“As Mulheres Mendigas” – João do Rio
As Mulheres Mendigas
A mendicidade é a exploração mais regular, mais tranqüila desta cidade. Pedir, exclusivamente pedir, sem ambição aparente e sem vergonha, assim à beira da estrada da vida, parece o mais rendoso ofício de quantos tenham aparecido; e a própria miséria, no que ela tem de doloroso e de pungente, sofre com essa exploração.
É preciso estudar a sociedade complicada e diversa dos que pedem esmola, adivinhar até onde vai a verdade e até onde chega a malandrice, para compreender como a polícia descura o agasalho da invalidez e a toleima incauta dos que dão esmolas.

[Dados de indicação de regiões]

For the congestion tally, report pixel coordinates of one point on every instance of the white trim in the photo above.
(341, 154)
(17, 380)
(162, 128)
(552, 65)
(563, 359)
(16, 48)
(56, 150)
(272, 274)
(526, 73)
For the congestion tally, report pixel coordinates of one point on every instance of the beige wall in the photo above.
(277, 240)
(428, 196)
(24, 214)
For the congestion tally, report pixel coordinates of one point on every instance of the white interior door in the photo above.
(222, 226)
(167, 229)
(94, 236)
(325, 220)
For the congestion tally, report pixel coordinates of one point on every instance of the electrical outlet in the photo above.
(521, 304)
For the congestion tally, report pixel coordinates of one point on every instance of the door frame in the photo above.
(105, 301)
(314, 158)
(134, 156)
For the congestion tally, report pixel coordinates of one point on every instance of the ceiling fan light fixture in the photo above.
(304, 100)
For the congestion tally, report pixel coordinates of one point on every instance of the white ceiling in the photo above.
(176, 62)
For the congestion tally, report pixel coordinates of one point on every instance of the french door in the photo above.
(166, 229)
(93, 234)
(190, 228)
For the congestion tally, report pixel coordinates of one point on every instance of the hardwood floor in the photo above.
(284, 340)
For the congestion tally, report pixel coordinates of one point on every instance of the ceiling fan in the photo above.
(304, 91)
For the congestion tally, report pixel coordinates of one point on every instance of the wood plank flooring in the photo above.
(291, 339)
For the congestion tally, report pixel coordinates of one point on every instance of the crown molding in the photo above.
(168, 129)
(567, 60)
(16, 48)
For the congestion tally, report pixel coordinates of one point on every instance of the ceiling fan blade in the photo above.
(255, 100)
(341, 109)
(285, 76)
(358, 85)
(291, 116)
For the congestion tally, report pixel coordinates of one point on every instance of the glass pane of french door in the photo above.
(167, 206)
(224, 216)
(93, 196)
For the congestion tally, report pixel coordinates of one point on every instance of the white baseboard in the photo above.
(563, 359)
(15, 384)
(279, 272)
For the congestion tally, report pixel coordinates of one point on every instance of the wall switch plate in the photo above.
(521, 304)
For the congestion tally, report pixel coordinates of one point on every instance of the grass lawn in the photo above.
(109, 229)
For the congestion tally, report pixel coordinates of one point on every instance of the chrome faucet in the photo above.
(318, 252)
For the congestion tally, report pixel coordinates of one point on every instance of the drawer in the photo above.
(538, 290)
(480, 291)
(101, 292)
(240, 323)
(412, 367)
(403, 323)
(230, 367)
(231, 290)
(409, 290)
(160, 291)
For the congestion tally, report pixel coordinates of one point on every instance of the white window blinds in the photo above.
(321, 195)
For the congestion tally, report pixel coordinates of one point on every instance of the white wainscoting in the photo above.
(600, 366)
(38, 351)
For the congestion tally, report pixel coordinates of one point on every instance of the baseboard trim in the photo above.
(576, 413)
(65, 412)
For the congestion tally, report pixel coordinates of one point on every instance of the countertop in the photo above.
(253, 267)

[O QUE SE PEDE]
A - Relacione, sem repetições, todos os verbos no infinitivo que aparecem no trecho sobre as mulheres mendigas.
B - Prossiga o trecho sobre as mulheres mendigas a partir da última frase apresentada.

[RESPOSTAS ÀS TAREFAS]
A - pedir, estudar, adivinhar, compreender

B -
Entre os homens mendigos há irmãos da opa, agentes de depravação viciados, profissionais de doenças falsas, mascarando um formidável cenário de dores e de aniquilamento. Só depois de um longo convívio é que se pode assistir à iniciação da maçonaria dos miseráveis, os estudos de extorsão pelo rogo, toda a tática lenta do pedido em nome de Deus que, às vezes, acaba em pancada. Os homens exploradores não tem brio. As mulheres, só quando são realmente desgraçadas é que não mentem e não fantasiam. São, entretanto, as mais incríveis.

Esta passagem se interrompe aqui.